>>>>

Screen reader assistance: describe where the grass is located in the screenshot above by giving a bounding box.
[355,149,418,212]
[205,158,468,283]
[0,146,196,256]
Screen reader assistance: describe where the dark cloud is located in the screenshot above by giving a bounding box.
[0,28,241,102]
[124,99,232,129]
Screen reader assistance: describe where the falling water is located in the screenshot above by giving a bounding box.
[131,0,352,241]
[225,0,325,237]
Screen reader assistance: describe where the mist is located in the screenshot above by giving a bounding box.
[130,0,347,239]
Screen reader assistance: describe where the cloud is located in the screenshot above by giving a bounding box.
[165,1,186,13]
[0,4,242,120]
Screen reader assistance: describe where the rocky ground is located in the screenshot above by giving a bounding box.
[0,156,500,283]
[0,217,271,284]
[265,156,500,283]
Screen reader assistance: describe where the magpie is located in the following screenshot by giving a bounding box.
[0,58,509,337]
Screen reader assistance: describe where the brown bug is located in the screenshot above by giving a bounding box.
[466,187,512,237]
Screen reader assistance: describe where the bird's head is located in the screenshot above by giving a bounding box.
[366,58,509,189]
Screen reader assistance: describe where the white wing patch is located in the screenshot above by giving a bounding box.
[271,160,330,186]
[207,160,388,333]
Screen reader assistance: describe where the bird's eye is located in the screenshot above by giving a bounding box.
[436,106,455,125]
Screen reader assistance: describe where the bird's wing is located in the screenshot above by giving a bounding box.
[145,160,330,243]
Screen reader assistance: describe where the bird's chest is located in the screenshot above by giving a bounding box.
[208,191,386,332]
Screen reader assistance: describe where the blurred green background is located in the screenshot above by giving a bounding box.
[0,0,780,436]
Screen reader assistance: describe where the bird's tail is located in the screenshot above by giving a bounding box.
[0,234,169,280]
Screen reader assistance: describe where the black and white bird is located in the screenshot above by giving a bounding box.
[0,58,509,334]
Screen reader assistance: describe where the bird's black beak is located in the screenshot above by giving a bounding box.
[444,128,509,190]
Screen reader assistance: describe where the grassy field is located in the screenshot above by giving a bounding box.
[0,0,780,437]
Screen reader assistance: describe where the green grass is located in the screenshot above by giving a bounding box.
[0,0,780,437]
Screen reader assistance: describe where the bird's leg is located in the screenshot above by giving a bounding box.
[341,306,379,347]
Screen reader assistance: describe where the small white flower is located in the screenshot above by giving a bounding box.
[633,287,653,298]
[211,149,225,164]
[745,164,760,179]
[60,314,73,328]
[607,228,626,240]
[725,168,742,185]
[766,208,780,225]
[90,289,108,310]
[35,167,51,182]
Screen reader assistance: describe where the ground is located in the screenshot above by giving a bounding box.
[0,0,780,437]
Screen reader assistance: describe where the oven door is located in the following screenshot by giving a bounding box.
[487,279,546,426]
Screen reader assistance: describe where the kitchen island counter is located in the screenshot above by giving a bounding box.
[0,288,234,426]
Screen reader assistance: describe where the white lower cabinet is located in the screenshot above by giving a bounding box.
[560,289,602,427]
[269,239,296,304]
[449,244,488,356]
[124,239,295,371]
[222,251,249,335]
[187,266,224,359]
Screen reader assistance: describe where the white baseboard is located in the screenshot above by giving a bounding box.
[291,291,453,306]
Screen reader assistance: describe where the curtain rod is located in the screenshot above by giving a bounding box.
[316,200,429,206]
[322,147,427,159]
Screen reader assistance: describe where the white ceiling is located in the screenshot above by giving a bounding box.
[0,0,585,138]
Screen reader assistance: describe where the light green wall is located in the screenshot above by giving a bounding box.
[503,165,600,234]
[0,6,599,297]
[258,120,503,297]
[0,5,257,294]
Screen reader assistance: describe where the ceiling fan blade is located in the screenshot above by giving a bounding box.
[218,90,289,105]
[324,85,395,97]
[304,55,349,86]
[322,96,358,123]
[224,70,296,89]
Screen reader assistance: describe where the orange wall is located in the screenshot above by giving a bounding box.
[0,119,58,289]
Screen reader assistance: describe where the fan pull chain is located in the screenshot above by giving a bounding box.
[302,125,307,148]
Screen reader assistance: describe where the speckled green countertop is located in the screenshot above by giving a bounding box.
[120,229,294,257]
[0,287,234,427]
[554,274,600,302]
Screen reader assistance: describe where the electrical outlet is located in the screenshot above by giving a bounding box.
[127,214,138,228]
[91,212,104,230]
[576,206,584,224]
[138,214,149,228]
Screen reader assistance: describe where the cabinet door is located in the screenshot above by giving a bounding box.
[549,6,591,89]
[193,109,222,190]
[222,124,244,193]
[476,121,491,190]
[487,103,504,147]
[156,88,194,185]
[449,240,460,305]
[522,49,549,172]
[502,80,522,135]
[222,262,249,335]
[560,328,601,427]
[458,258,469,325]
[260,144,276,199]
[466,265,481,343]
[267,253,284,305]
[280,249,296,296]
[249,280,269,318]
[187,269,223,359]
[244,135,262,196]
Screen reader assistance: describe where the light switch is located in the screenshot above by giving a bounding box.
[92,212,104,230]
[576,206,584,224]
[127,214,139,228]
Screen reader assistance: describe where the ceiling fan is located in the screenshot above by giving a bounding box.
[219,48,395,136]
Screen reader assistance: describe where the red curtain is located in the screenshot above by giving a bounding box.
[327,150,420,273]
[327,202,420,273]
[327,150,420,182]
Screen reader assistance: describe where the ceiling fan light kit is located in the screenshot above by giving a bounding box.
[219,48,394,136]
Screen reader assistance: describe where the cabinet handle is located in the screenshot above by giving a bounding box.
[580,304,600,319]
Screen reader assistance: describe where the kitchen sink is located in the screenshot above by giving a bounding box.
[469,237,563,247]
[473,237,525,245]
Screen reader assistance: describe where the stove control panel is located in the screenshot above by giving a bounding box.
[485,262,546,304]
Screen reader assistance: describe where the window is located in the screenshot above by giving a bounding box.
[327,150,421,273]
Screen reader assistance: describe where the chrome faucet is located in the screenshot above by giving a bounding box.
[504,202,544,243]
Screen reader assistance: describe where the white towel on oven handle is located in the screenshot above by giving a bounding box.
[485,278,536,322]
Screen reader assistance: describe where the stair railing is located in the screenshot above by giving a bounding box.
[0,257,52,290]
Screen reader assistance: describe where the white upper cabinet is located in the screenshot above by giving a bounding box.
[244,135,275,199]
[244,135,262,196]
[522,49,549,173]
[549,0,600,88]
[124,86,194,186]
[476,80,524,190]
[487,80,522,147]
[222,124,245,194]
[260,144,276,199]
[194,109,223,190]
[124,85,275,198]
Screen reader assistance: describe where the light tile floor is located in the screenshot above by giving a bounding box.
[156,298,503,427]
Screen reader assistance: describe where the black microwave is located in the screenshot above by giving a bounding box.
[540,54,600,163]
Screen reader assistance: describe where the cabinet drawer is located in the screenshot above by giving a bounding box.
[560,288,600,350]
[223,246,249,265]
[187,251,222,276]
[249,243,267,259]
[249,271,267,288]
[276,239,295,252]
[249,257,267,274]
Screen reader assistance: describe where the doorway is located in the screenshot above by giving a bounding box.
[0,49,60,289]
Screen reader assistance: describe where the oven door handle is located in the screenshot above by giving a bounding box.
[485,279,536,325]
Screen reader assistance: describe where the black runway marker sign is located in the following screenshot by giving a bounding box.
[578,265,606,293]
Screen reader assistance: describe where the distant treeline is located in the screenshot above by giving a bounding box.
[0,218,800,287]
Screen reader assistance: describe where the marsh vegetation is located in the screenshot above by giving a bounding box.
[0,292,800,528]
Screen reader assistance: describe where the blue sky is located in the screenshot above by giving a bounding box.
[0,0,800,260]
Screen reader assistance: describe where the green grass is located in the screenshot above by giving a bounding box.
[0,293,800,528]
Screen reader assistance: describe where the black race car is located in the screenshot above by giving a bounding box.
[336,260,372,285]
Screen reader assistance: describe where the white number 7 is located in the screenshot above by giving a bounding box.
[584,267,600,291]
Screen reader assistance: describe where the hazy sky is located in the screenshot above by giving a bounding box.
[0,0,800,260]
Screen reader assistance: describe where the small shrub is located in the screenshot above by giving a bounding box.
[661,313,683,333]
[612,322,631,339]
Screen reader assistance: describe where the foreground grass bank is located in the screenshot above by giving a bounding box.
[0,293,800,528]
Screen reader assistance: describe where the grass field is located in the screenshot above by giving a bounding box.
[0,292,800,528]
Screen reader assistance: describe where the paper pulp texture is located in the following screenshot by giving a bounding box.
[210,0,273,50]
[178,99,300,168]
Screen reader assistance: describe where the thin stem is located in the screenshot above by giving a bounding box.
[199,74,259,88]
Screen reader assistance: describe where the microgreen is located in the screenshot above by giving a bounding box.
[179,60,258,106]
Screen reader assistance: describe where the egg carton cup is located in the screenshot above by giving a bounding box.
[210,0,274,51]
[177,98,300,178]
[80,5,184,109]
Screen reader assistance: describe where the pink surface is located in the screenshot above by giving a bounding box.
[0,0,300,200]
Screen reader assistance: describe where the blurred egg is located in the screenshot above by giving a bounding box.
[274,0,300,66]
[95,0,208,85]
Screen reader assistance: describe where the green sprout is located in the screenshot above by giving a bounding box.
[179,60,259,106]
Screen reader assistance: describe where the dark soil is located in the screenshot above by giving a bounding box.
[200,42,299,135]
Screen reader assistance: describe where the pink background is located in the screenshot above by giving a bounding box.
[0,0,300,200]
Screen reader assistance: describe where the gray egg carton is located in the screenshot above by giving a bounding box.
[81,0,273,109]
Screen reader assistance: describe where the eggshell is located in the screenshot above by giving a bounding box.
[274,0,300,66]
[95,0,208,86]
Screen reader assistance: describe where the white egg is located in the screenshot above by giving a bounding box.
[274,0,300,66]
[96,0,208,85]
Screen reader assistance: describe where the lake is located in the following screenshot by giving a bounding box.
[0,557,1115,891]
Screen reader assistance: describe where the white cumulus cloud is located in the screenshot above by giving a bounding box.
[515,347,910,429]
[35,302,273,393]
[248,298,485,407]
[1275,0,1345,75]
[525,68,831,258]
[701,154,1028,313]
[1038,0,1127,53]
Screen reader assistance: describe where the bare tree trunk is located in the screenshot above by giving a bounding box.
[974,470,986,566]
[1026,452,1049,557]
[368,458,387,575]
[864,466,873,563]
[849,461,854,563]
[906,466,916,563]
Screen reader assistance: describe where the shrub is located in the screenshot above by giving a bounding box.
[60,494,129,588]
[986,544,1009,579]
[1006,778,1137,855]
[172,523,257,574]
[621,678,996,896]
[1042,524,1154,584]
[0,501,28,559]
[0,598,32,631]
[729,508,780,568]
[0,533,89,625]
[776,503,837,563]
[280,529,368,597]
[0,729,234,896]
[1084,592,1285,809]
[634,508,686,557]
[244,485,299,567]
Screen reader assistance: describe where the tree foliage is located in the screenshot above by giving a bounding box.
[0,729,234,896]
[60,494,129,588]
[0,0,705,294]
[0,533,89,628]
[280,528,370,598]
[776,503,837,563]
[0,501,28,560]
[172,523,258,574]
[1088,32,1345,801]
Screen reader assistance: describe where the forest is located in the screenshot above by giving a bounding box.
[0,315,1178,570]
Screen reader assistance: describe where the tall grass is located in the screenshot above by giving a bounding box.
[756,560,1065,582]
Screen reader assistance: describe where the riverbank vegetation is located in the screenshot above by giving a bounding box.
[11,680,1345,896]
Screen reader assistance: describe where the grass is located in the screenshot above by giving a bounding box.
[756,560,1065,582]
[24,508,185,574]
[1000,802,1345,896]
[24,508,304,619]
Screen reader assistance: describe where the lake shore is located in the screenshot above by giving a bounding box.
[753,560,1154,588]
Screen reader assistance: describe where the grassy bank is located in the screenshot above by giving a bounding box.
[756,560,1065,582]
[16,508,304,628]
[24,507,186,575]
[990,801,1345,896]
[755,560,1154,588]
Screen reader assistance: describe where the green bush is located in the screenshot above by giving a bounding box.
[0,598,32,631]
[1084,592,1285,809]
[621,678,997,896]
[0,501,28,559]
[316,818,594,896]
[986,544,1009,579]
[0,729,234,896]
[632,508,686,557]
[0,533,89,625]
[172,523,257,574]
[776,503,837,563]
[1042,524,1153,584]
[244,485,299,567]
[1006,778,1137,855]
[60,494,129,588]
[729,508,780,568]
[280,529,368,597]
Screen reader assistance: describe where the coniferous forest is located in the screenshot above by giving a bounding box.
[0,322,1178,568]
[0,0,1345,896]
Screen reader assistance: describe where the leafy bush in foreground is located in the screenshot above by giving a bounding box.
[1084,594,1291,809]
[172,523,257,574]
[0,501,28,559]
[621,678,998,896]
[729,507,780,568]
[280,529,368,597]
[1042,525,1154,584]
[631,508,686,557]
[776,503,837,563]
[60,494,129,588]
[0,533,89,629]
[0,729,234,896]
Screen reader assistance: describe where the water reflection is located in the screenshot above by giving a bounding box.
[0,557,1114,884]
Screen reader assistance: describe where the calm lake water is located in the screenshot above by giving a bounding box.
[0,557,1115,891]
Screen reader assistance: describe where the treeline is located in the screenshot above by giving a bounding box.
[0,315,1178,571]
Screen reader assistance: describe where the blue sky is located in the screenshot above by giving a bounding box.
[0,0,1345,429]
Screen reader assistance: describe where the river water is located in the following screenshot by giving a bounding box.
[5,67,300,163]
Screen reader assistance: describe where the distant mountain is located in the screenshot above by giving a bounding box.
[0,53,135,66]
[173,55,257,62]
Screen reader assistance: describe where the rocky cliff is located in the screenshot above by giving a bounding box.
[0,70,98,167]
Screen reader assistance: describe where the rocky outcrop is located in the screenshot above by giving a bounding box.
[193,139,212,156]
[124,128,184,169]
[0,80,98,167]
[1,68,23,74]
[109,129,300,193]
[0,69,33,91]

<<<<

Duplicate the data verbatim, from its first line down to the line containing "[0,234,169,280]", including both of those lines.

Screen reader assistance: describe where the grass is located in the screenshot above by giving a bounding box.
[355,149,418,212]
[205,158,468,283]
[0,146,196,256]
Screen reader assistance: describe where the dark cloud is located in the screenshot above by giving a bounding box.
[0,28,241,102]
[124,99,232,129]
Screen reader assistance: describe where the falling water is located in the screenshot above by giving a bounding box.
[131,0,352,241]
[225,0,325,237]
Screen reader assistance: describe where the mist is located in the screenshot above by giving a bounding box.
[130,0,347,239]
Screen reader assistance: describe where the cloud is located in the screenshot above by giving a bounding box.
[165,1,186,13]
[0,4,242,120]
Screen reader assistance: describe where the rocky ground is located in the screenshot above by giving a bounding box.
[0,156,500,283]
[0,217,271,284]
[265,156,500,283]
Screen reader assistance: describe where the magpie is located in the following screenshot by giving a bounding box.
[0,58,509,337]
Screen reader assistance: describe where the brown bug is located in the screenshot above by giving a bounding box.
[466,187,512,237]
Screen reader assistance: describe where the bird's head is located in the screenshot above by giving a bounding box.
[366,58,509,189]
Screen reader assistance: describe where the white wing patch is located in the screenshot above by giving a bounding box.
[271,160,330,186]
[207,160,388,333]
Screen reader assistance: describe where the bird's eye is located in the screenshot above by giving a bounding box.
[436,106,455,125]
Screen reader assistance: describe where the bird's wing is located in the screenshot above by giving a bounding box.
[145,160,330,243]
Screen reader assistance: describe where the bird's chest is located in the screenshot above by giving a bounding box.
[208,191,386,332]
Screen reader assistance: describe where the blurred green background is located in the screenshot above by giving a bounding box.
[0,0,780,436]
Screen reader assistance: describe where the bird's tail is located in the screenshot above by giving a bounding box.
[0,234,169,280]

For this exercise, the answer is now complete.